(Referring expression data)

================

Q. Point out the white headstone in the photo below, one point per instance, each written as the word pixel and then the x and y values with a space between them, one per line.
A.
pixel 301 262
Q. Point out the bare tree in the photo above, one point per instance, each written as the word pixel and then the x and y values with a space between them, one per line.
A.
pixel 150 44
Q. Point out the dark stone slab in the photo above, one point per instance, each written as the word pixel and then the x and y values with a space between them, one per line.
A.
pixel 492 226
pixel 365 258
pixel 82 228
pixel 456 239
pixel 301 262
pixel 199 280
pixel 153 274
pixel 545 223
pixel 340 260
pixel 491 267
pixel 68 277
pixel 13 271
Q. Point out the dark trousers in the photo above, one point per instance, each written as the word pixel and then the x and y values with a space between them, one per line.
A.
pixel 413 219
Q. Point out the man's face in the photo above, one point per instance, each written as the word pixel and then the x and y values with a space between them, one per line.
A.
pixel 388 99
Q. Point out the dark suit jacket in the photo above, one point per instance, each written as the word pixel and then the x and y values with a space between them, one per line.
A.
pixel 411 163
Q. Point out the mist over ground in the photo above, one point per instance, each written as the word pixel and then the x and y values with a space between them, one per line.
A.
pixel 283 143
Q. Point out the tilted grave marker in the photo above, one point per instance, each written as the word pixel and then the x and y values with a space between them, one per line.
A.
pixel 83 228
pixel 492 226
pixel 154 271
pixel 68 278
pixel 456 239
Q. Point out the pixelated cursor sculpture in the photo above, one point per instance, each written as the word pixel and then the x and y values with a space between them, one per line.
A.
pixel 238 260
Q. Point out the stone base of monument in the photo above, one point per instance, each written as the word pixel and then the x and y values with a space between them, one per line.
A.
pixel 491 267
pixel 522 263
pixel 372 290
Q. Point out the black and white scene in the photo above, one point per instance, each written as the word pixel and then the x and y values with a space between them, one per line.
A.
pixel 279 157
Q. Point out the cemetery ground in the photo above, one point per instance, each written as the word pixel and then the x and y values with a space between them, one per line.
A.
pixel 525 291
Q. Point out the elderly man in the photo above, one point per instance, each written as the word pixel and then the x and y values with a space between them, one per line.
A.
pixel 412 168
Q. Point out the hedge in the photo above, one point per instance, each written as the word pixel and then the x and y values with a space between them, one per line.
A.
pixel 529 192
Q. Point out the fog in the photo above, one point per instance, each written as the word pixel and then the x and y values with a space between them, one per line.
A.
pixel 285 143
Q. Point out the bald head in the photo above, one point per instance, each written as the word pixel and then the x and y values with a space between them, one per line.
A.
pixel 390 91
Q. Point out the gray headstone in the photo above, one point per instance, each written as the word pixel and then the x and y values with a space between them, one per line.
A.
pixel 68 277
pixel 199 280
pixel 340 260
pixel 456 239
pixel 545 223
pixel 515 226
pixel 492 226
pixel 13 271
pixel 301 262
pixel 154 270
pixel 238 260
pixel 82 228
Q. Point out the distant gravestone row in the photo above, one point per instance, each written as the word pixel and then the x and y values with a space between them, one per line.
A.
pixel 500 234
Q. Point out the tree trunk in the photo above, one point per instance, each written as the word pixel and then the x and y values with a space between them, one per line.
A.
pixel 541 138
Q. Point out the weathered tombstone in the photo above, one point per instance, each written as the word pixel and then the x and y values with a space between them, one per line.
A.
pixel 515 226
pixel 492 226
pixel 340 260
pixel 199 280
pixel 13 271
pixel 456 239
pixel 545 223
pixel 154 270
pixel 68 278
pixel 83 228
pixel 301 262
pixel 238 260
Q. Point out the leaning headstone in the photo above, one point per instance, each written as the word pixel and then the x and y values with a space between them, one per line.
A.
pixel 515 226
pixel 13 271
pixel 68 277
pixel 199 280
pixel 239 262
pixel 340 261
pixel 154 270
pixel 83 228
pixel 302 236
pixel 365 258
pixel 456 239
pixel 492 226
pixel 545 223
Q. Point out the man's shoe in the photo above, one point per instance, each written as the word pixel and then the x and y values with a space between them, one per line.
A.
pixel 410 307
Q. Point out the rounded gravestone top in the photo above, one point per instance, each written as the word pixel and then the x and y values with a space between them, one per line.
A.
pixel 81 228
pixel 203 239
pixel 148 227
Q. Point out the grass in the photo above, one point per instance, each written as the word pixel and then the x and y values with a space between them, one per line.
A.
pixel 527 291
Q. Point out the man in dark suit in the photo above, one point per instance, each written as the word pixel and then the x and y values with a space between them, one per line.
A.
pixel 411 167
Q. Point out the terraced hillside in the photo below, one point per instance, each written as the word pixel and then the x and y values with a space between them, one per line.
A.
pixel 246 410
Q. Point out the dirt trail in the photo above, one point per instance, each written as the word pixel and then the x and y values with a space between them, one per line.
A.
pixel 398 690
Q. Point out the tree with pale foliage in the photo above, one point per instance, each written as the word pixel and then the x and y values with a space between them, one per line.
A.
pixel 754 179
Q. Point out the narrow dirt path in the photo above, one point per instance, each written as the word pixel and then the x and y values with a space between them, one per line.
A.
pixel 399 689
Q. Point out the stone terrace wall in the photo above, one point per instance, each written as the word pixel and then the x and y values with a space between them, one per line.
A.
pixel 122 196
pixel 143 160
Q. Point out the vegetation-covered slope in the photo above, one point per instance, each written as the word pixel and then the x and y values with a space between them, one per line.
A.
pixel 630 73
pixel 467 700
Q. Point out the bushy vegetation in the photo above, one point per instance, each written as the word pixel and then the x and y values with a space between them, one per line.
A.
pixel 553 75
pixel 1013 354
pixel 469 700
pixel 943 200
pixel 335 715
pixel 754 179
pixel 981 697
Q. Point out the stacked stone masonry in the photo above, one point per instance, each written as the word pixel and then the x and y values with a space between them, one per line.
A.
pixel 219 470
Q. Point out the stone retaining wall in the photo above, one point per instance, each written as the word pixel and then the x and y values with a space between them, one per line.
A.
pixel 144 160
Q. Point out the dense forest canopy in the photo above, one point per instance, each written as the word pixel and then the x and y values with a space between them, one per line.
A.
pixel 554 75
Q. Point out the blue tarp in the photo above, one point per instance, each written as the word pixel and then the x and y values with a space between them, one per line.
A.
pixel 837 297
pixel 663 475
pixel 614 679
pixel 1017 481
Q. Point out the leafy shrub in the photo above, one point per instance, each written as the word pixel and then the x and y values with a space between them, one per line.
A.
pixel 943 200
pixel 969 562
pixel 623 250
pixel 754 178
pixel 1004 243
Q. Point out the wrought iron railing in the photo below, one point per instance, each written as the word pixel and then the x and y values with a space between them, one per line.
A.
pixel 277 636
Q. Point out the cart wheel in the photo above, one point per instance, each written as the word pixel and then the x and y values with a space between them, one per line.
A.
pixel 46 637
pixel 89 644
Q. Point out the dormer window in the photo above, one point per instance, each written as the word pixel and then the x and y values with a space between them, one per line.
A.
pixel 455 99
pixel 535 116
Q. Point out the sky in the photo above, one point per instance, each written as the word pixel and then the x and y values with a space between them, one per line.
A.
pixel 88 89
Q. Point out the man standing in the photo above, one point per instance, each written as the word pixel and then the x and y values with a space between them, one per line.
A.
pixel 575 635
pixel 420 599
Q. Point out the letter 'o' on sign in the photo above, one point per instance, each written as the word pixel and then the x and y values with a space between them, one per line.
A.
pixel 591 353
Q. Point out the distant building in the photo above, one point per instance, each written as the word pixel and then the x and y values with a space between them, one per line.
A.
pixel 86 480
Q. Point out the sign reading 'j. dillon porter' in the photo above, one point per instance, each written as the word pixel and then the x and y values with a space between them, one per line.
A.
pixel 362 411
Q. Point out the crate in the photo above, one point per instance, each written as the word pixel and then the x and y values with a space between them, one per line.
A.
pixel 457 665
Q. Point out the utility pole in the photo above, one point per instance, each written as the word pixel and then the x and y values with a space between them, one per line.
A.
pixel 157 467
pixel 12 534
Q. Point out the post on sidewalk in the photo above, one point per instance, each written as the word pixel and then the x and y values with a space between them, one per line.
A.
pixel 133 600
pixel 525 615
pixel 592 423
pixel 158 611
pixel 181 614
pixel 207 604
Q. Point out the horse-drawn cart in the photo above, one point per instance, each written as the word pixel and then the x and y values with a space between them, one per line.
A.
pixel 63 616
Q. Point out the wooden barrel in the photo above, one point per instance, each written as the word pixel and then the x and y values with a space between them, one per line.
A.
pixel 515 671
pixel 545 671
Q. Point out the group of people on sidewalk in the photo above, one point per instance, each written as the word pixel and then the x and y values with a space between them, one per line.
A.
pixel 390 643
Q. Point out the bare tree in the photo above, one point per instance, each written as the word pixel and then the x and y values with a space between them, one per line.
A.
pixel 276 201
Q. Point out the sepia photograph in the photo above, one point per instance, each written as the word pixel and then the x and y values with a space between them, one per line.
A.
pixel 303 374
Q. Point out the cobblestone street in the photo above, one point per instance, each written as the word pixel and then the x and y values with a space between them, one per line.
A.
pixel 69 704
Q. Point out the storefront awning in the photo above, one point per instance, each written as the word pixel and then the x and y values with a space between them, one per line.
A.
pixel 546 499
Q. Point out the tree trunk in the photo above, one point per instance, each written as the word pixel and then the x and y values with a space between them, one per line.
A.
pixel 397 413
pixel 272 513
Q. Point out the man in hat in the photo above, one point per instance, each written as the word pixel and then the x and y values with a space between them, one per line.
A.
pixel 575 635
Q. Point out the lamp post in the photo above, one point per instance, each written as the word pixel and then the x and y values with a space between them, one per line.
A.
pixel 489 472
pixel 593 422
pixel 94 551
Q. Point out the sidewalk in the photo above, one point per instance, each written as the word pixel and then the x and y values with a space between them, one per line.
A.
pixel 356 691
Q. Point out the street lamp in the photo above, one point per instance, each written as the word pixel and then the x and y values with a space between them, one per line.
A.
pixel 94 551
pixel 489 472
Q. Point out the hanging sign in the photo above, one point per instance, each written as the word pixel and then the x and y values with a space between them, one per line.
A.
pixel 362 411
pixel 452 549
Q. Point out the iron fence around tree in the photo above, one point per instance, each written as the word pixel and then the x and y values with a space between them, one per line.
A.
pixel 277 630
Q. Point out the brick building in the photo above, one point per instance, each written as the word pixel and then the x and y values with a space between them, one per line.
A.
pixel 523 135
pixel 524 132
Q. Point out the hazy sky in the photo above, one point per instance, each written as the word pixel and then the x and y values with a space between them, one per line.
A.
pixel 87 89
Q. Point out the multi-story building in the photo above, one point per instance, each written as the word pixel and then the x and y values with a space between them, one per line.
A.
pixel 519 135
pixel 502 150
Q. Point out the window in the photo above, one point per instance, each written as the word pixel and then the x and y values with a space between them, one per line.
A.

================

What you will do
Search the data for the word "building" and copy each line where it appears.

Answer for the task
Q. Point out the distant building in the photo above, one point per instance, each written as the word pixel and then the x and y values with a space between them, one per line.
Q. Point out the brick building in the photo above, one point per instance, each written as the word pixel and then the x and y values with a space between them, one per line.
Q. Point out the multi-story building in the photo above, one point per instance, each written as the word pixel and then the x and y values with a space between them, one per line.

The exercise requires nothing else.